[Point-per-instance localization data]
☆ ☆ ☆

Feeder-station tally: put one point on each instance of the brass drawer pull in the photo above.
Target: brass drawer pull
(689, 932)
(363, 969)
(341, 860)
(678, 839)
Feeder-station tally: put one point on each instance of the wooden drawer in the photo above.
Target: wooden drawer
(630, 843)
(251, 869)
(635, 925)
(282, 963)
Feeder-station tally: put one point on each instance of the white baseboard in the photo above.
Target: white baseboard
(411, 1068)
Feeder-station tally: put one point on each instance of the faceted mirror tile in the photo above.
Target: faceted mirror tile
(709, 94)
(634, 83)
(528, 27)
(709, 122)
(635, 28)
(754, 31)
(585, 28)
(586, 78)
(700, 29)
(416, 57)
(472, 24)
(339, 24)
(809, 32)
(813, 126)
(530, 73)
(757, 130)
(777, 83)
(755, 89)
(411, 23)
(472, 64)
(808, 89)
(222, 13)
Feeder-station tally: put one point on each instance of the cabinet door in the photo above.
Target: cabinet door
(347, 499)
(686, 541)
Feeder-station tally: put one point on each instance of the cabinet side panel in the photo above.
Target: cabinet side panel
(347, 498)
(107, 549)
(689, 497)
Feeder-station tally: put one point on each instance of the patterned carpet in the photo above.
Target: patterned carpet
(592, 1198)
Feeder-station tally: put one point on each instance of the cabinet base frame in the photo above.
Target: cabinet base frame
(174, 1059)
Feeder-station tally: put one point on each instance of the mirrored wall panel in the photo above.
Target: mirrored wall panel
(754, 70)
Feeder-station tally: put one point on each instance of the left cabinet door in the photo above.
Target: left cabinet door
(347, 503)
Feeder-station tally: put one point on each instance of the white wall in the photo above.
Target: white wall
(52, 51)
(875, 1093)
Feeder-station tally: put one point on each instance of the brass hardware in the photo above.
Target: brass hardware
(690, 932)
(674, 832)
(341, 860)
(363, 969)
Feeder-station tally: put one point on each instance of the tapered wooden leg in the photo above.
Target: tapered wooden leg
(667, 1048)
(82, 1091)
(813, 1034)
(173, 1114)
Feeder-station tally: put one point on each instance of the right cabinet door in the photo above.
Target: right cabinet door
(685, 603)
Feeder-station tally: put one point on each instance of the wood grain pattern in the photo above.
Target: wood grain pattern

☆ ☆ ☆

REQUIREMENT —
Repeat the lines above with every word intact.

EXERCISE SOLUTION —
Feeder-station tally: put one point on each instance of the brass drawer pull in the photo above.
Target: brass drawer pull
(689, 932)
(363, 969)
(341, 860)
(678, 839)
Feeder-station tally: put one point on each instance of the wooden drawer in the photo above.
Target: wooden drawer
(630, 843)
(251, 869)
(635, 925)
(282, 963)
Feeder-station tally: put one point on each instance of the white baseboard in the photo above.
Target: white baseboard
(411, 1068)
Feeder-station tally: put one point on each instance of the faceted mirror tile in the photo above.
Target: faceted mirror tile
(709, 94)
(634, 83)
(528, 27)
(709, 122)
(635, 28)
(754, 31)
(585, 28)
(586, 78)
(700, 29)
(416, 57)
(472, 24)
(339, 24)
(809, 32)
(813, 126)
(530, 73)
(757, 130)
(777, 83)
(755, 89)
(411, 23)
(472, 64)
(808, 89)
(222, 13)
Feeder-station tally: put one point on each instance of the cabinet door in the photo above.
Target: cabinet door
(347, 499)
(686, 541)
Feeder-station tally: put one point on each instance of the cabinet side panel in the photo above.
Target: cabinet side panel
(347, 498)
(107, 549)
(689, 497)
Feeder-station tally: put one point on each instance of the patterned carpet in the photo above.
Target: patterned carpet
(592, 1198)
Feeder-station tally: put one point on each instance of the cabinet base frame in the photo above.
Target: cabinet base frame
(174, 1059)
Feeder-station tally: put one point on each instance of the mirrored wall panel in the photo above.
Target: mirrored wall panel
(754, 70)
Feeder-station tally: put one point on each instance of the left cabinet door in the photo above.
Target: left cabinet door
(347, 503)
Feeder-station tally: put one point on each instance of the white wall in the photo above.
Target: white wall
(52, 51)
(875, 1093)
Feeder-station tally: put one point on each instance of the brass hardware in the photo above.
Target: brass hardware
(690, 932)
(674, 832)
(341, 860)
(363, 969)
Feeder-station tally: put one point on each instance of the tapered wooden leg in the photo above.
Target: tapered wooden leg
(667, 1048)
(82, 1091)
(813, 1034)
(173, 1114)
Feeder-station tally: put one point on each instance of the right cabinet door in the photo above.
Target: right cabinet door
(685, 603)
Feeder-station tally: put one point on each instance of the wood grain pattern in the photo above.
Target: wood grain pattern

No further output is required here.